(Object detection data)

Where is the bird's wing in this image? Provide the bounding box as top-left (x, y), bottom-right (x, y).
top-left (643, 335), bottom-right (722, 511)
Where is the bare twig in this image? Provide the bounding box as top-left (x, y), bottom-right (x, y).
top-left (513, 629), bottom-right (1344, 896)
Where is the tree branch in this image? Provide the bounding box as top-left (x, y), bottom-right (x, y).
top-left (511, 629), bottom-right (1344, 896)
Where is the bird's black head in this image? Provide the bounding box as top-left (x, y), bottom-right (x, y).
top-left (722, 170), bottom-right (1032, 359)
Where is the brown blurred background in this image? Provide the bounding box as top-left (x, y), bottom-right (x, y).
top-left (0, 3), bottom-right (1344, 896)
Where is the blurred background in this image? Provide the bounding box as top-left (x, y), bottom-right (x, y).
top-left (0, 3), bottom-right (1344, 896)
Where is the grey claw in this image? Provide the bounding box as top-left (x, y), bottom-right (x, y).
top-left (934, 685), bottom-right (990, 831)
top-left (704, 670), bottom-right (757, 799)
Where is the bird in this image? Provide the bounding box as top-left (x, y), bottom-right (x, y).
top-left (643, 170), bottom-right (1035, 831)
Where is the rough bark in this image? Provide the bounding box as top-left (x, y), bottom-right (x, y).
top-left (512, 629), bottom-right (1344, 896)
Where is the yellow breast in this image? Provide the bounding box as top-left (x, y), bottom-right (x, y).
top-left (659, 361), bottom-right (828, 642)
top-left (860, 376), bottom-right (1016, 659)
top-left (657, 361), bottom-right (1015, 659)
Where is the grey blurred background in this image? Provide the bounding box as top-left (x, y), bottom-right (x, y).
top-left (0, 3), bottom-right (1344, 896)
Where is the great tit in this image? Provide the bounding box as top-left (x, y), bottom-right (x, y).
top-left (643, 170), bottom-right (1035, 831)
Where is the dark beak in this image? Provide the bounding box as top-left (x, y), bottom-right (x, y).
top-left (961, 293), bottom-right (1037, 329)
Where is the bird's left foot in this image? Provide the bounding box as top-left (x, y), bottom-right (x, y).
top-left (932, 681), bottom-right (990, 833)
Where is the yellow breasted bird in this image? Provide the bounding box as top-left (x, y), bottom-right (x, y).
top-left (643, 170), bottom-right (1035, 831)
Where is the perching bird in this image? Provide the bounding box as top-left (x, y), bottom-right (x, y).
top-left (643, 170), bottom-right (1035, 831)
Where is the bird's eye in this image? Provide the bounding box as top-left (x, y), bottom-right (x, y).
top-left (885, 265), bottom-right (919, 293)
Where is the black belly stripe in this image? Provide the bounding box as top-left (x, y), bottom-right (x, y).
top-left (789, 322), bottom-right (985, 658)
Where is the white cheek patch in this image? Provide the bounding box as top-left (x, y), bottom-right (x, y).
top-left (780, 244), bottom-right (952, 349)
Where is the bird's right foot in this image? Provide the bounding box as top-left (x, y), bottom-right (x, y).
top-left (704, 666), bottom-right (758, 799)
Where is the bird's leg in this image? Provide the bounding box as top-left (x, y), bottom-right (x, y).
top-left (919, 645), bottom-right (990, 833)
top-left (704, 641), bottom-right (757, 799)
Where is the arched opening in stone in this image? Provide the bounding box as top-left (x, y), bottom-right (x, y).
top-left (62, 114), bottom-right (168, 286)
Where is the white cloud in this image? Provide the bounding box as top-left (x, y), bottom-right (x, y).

WHAT YOU ARE ASKED TO DO | Please copy all of the records above word for word, leaving every line unchanged.

TASK SOLUTION |
Where is the bird's wing in this image? Provide the bounding box as top-left (x, y), bottom-right (x, y).
top-left (643, 335), bottom-right (722, 511)
Where is the bare twig in this image? Provide the bounding box as top-left (x, y), bottom-right (x, y).
top-left (513, 629), bottom-right (1344, 896)
Where is the tree branch in this image? Provide the bounding box as top-left (x, y), bottom-right (x, y).
top-left (511, 629), bottom-right (1344, 896)
Where is the bird's black head in this image? Provide the bounding box as top-left (x, y), bottom-right (x, y).
top-left (722, 170), bottom-right (1032, 359)
Where is the brown blurred background in this image? Provide the bounding box as top-left (x, y), bottom-right (x, y).
top-left (0, 3), bottom-right (1344, 896)
Where is the blurred background in this image? Provide the bounding box as top-left (x, y), bottom-right (x, y).
top-left (0, 3), bottom-right (1344, 896)
Where is the grey claw in this image? Provide the bounding box as top-left (x, y), bottom-right (x, y).
top-left (934, 685), bottom-right (990, 831)
top-left (704, 670), bottom-right (757, 799)
Where is the bird in this image? Provide the bounding box as top-left (x, y), bottom-right (x, y).
top-left (643, 170), bottom-right (1035, 831)
Where is the rough bark in this image? Provide the bounding box as top-left (x, y), bottom-right (x, y).
top-left (512, 629), bottom-right (1344, 896)
Where is the yellow breast in this image? Provide the bounding box as top-left (x, y), bottom-right (x, y).
top-left (659, 361), bottom-right (828, 642)
top-left (860, 376), bottom-right (1016, 659)
top-left (657, 361), bottom-right (1015, 659)
Where is the grey blurred background in this image? Provide the bounding box as top-left (x, y), bottom-right (x, y).
top-left (0, 3), bottom-right (1344, 896)
Where is the great tit in this image? Provide the bounding box as top-left (x, y), bottom-right (x, y).
top-left (643, 170), bottom-right (1035, 831)
Where is the dark beak in this image? Provide the bounding box as top-left (x, y), bottom-right (x, y).
top-left (961, 293), bottom-right (1037, 329)
Where is the bird's left foot in this image? Provide the bounding box as top-left (x, y), bottom-right (x, y).
top-left (932, 681), bottom-right (990, 833)
Where is the yellow breasted bird in this image? Provide the bounding box as top-left (x, y), bottom-right (x, y).
top-left (643, 170), bottom-right (1035, 831)
Where is the perching bird in this image? Provide the bounding box as top-left (x, y), bottom-right (x, y).
top-left (643, 170), bottom-right (1035, 831)
Where is the bird's eye in this image? Provide the bounding box as top-left (x, y), bottom-right (x, y).
top-left (885, 265), bottom-right (919, 293)
Where is the black belly stripe in this image? Provide the bounding box as top-left (x, y), bottom-right (x, y).
top-left (789, 322), bottom-right (985, 658)
Where is the white cheek patch in this image? Provide the bounding box as top-left (x, y), bottom-right (x, y).
top-left (780, 244), bottom-right (952, 349)
Where is the bird's right foot in this image? Provide the bounding box as top-left (x, y), bottom-right (x, y).
top-left (704, 666), bottom-right (758, 799)
Where is the bird's leg in this image? Provide the bounding box as top-left (x, y), bottom-right (x, y).
top-left (919, 645), bottom-right (990, 833)
top-left (704, 641), bottom-right (757, 799)
Where is the arched opening in stone in this image? Provide the bounding box as top-left (x, y), bottom-right (x, y).
top-left (62, 114), bottom-right (168, 286)
Where is the white cloud in this image? Provide the bounding box as top-left (x, y), bottom-right (x, y).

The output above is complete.